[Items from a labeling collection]

--*--

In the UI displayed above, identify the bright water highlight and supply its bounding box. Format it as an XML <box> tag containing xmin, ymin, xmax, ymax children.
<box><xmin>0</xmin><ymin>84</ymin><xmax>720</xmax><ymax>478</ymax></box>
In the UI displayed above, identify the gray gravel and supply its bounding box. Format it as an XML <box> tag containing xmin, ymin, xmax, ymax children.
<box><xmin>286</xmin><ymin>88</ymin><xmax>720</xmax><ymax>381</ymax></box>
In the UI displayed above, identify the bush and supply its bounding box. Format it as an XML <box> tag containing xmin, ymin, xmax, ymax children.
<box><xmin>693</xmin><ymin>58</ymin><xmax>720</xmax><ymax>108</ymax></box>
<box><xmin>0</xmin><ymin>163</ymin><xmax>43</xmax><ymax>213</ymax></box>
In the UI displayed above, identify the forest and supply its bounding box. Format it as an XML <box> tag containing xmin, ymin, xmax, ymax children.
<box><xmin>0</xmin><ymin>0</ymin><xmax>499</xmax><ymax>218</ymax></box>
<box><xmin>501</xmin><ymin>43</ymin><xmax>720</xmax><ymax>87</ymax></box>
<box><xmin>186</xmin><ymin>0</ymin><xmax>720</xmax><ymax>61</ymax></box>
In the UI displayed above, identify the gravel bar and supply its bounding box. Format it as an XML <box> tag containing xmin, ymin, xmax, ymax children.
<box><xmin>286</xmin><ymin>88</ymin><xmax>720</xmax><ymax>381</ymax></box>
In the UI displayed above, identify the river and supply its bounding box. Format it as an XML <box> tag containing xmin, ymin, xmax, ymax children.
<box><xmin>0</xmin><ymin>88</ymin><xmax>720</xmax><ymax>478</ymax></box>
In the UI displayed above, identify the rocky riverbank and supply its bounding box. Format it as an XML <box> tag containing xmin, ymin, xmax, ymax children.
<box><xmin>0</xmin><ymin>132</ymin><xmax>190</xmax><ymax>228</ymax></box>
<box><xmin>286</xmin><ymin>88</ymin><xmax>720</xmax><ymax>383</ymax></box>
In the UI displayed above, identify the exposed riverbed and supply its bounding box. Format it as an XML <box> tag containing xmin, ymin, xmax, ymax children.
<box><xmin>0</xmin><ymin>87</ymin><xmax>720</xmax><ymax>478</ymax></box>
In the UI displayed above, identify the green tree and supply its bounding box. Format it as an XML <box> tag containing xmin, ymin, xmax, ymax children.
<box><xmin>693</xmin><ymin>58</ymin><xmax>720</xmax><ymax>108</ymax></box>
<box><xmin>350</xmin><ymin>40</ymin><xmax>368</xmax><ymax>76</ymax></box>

--*--

### What you should do
Rewrite the listing above, substituting "enclosing box" for each occurrence of "bounding box" and keeping everything else the same.

### Correct response
In the UI displayed above, identify the bright water highlight and supply its enclosing box. Format it as an XML <box> tag containing xmin, ymin, xmax, ymax children.
<box><xmin>0</xmin><ymin>84</ymin><xmax>720</xmax><ymax>478</ymax></box>
In the UI displayed above, identify the gray gravel and supply its enclosing box. Format it as an XML <box> tag containing xmin, ymin, xmax, ymax children.
<box><xmin>286</xmin><ymin>88</ymin><xmax>720</xmax><ymax>381</ymax></box>
In the UI displayed above, identify the bush and supply its enclosing box. Format it as an XML <box> tag containing xmin, ymin, xmax, ymax children.
<box><xmin>693</xmin><ymin>58</ymin><xmax>720</xmax><ymax>108</ymax></box>
<box><xmin>0</xmin><ymin>163</ymin><xmax>43</xmax><ymax>213</ymax></box>
In the UI displayed above, identify the forest and supply its enclosing box. Format it as an XML <box> tag containing xmin, ymin, xmax, ymax children.
<box><xmin>0</xmin><ymin>0</ymin><xmax>499</xmax><ymax>218</ymax></box>
<box><xmin>501</xmin><ymin>43</ymin><xmax>720</xmax><ymax>87</ymax></box>
<box><xmin>186</xmin><ymin>0</ymin><xmax>720</xmax><ymax>61</ymax></box>
In the UI displayed above, identify the gravel bar and supply its enclosing box. Format it as an XML <box> tag containing xmin, ymin, xmax, ymax children.
<box><xmin>286</xmin><ymin>88</ymin><xmax>720</xmax><ymax>381</ymax></box>
In the UI displayed above, identify the river and supply its enclosing box. Format it as an XML <box> tag containing xmin, ymin, xmax, ymax children.
<box><xmin>0</xmin><ymin>88</ymin><xmax>720</xmax><ymax>478</ymax></box>
In the UI displayed above, identify the rocky riverbank and supply its enclosing box. Format it as an XML <box> tag containing xmin, ymin, xmax, ymax children.
<box><xmin>0</xmin><ymin>132</ymin><xmax>190</xmax><ymax>228</ymax></box>
<box><xmin>286</xmin><ymin>88</ymin><xmax>720</xmax><ymax>383</ymax></box>
In the UI displayed above, identify the exposed riverbed and supply its enclosing box. Format it as an XML <box> tag containing xmin, ymin, xmax, ymax children.
<box><xmin>0</xmin><ymin>87</ymin><xmax>720</xmax><ymax>478</ymax></box>
In the UI displayed above, identify the green tree and supply its enclosing box. Format it as an XML <box> tag containing xmin, ymin, xmax, ymax children.
<box><xmin>693</xmin><ymin>58</ymin><xmax>720</xmax><ymax>108</ymax></box>
<box><xmin>350</xmin><ymin>40</ymin><xmax>368</xmax><ymax>76</ymax></box>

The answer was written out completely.